**Action item**:
Pictures aside, repeat the whole listing word for word.

(The data begins)

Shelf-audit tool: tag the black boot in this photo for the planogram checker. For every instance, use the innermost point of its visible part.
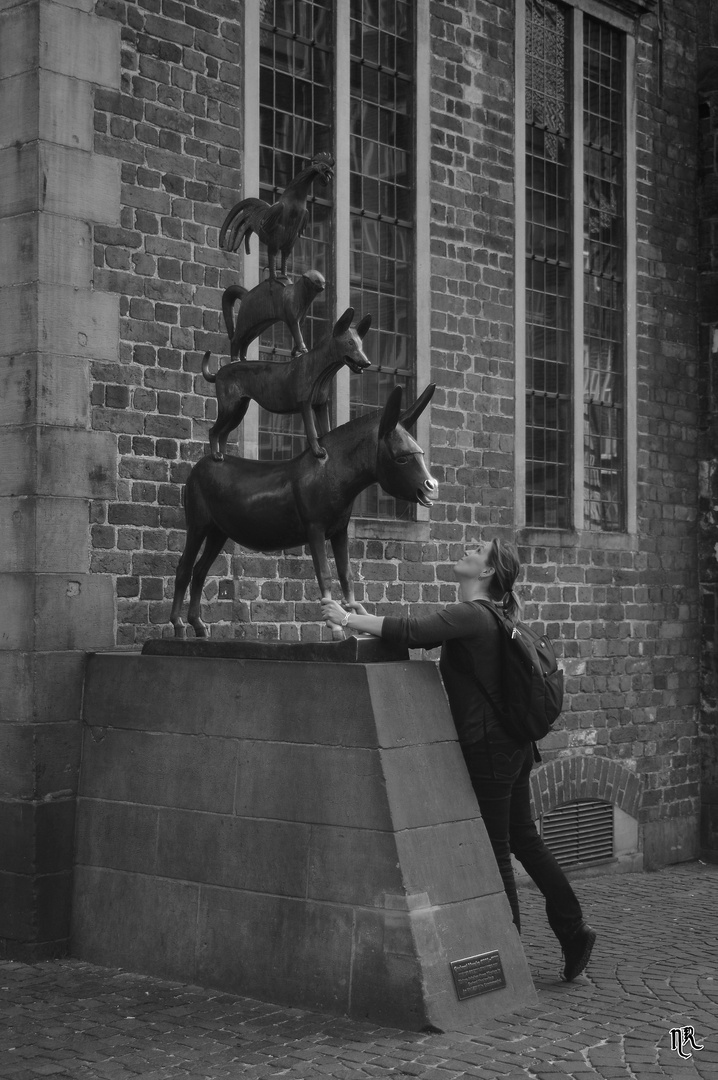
(577, 952)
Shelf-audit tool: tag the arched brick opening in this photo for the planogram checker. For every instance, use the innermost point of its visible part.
(584, 777)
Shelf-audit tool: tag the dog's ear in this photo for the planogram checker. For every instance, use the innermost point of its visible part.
(343, 322)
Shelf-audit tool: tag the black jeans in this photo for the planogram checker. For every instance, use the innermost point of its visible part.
(500, 768)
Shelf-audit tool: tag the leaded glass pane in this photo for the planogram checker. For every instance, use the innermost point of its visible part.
(604, 278)
(549, 265)
(382, 210)
(296, 119)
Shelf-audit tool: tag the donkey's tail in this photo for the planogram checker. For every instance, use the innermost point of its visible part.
(205, 368)
(230, 296)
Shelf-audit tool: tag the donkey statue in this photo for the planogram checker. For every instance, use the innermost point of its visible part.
(271, 505)
(300, 385)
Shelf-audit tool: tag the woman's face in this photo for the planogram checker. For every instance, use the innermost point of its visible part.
(474, 562)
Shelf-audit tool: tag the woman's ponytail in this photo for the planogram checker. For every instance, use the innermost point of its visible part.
(503, 558)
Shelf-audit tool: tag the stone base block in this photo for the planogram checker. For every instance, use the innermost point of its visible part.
(303, 833)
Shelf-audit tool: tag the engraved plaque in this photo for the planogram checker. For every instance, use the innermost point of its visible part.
(477, 974)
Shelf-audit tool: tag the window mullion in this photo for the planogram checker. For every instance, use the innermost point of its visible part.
(519, 267)
(249, 428)
(577, 183)
(341, 194)
(631, 298)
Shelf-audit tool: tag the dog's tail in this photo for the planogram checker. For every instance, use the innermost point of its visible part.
(205, 368)
(230, 296)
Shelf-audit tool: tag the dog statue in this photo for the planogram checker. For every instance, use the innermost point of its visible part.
(300, 385)
(267, 304)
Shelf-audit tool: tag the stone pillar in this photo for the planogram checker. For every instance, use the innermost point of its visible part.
(52, 189)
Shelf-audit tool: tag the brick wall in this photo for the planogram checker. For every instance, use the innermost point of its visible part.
(625, 611)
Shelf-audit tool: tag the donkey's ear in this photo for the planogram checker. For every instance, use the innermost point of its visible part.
(343, 322)
(391, 413)
(414, 412)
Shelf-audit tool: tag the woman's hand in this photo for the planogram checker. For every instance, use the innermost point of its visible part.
(332, 612)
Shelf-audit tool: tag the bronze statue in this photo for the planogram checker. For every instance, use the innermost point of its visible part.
(280, 225)
(267, 304)
(271, 505)
(287, 386)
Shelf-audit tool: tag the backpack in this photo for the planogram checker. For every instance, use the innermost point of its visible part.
(531, 680)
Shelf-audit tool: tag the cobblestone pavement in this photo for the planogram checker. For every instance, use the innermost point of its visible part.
(654, 969)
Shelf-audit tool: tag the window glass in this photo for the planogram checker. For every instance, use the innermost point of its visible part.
(549, 269)
(381, 196)
(296, 121)
(604, 440)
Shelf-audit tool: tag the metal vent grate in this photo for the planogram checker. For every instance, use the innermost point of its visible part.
(580, 832)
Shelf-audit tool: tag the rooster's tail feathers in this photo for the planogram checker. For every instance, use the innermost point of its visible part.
(239, 221)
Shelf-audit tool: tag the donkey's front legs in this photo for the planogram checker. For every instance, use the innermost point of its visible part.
(340, 549)
(310, 428)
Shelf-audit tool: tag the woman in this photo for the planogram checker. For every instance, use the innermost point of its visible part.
(499, 766)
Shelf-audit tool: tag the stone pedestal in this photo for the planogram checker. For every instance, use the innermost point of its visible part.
(302, 833)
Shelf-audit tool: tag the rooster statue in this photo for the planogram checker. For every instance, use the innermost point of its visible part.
(280, 225)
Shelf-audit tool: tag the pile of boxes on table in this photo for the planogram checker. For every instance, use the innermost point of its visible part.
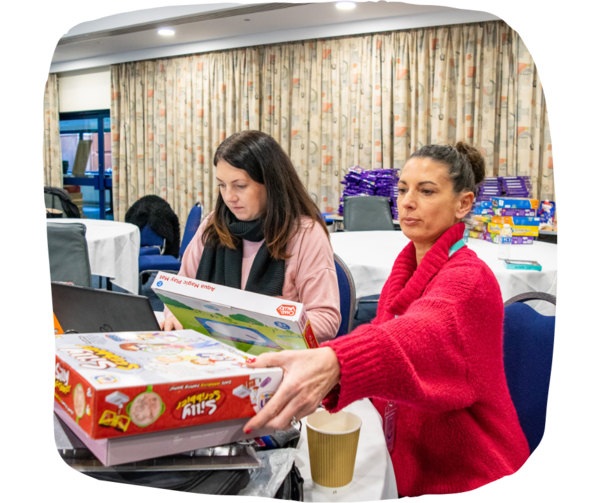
(130, 396)
(376, 182)
(488, 219)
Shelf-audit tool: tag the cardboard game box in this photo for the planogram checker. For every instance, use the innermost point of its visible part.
(129, 383)
(247, 321)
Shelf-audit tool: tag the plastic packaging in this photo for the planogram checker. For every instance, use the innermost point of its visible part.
(505, 242)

(The data ends)

**Output for this exercise**:
Shelf-audit tool: tag the black boot in this photo for the planogram checker. For every instance, use the innermost point of its visible part.
(577, 952)
Shelf-audit tool: tag the arched brick opening in this photo for the planogram checker. For every instance, use the innermost point of its visible part.
(584, 777)
Shelf-audit tool: tag the dog's ear in this photo for the planogram checker. For every instance, use the innermost point of its visible part.
(343, 322)
Shelf-audit tool: tag the black jeans in this photo for the planogram checker. For every instance, use the innermost point of its visible part.
(500, 768)
Shelf-audit tool: tag the leaded glass pane in this photo for the planogram checker. For every instance, use the innermost point of its visible part.
(604, 278)
(549, 265)
(382, 210)
(296, 119)
Shelf-audit tool: tag the donkey's tail in this photo for the planogram checker. For every instance, use the innermost point of its visible part.
(205, 368)
(230, 296)
Shelf-audit tool: tag the donkey statue in this photo for the planogram checker. For every instance, use the innermost point of its visible part.
(271, 505)
(300, 385)
Shelf-audit tool: tag the woman's face in this photo for the planogram checker. For every instance, use the innermost point of its visible part.
(474, 562)
Shelf-audit tool: tag the woman's ponytail in this photo for the planogram checker. For every instance, use the innermost point of its visible part.
(503, 558)
Shelf-audit tool: tag the stone base block in this photo for the planogram checker. For every instance, use the innermost point of its visible part.
(303, 833)
Shelf-audit tool: tag the engraved plaque in this photo for the planogram checker. For every instance, use the innermost point of its visible part.
(477, 974)
Shelf-audit tool: tag the window mullion in this photo for the planogram checker. For every instance, use the innermost point of its visible part.
(519, 267)
(249, 428)
(577, 183)
(341, 194)
(631, 298)
Shelf-audit tool: tag the dog's tail in this photo for the planogram checker. For every instance, use the innermost point of its visible part.
(205, 368)
(230, 296)
Shelf-audit tool: tag the dog statue in this photo for the planogram checker. For every instance, use the innermost point of its visible part.
(300, 385)
(267, 304)
Shelf-audit tool: tag the stone pillar in this photo for the planogram checker. For every instance, use the innermost point of its visible part.
(52, 189)
Shelf-audit tool: tag the brick wall in this photo for the planogram checker. For every instance, use the innermost point of its visible part.
(625, 611)
Shelf-audit tool: tag the donkey's ear in this photo for the planogram checker. For every instance, use the innermost point of its visible part.
(343, 322)
(391, 413)
(414, 412)
Shelf-audit tool: tag the woman's hand in this photo for the planogram checker. For every instance, use the innermost point of its visible part.
(332, 612)
Shelf-audit tool: tag the bronze statue in this photo for the planogram checker. For every instance, use the innermost point of its visible part.
(280, 225)
(267, 304)
(271, 505)
(287, 386)
Shelf-audit tool: tag the backpack in this photo for the planogram checker. For every instance, use the innermost point of its visible part.
(531, 680)
Shelf-audit tool: tag the cobblestone pavement in this photo for the planogram checker. For every instance, use the innermost point of its visible part.
(654, 969)
Shelf-audit tool: tag the window glass in this photo for the planogram checker. For every instance, use the innermost point of its visible part.
(549, 269)
(381, 196)
(296, 121)
(604, 440)
Shelf-audit tool: tag the metal vent grate in this photo for the planogram checker. For every instance, use the innermost point of its visible part.
(580, 832)
Shelf-audit tool: tag the rooster's tail feathers in this photo for the planogram checker. For every instance, use the innermost point of its visible part.
(239, 221)
Shelf-audit tool: tag the donkey's front legs in this photo for the planogram checker. For every instance, use the innermost point of its visible part.
(340, 549)
(310, 428)
Shelf-audit tool: tag the woman in this photo for the planogram checker. For every instance, use the innermost point of its visible part.
(499, 766)
Shelf-audit tool: tag the stone pedestal in this photo for the planogram checker. For every instance, use the innermost point of its visible part.
(302, 833)
Shelf-audit tool: tag the rooster statue in this photo for the planogram checker. For every instance, use the innermost point of its visible part.
(280, 225)
Shelf-audit tool: tag the pile of boxes on table in this photo for the planogram checker. For every instance, use the innermost point of its visible part.
(130, 396)
(376, 182)
(488, 219)
Shelf-audit tool: tag the cardboard game box in this photo for the planogram checker. For every instance, use the innermost point of its visible part.
(129, 383)
(247, 321)
Shelf-audit tool: tag the plastic packaging in this photo for the planogram checker. For every instance, use the innermost point of its visible part.
(505, 242)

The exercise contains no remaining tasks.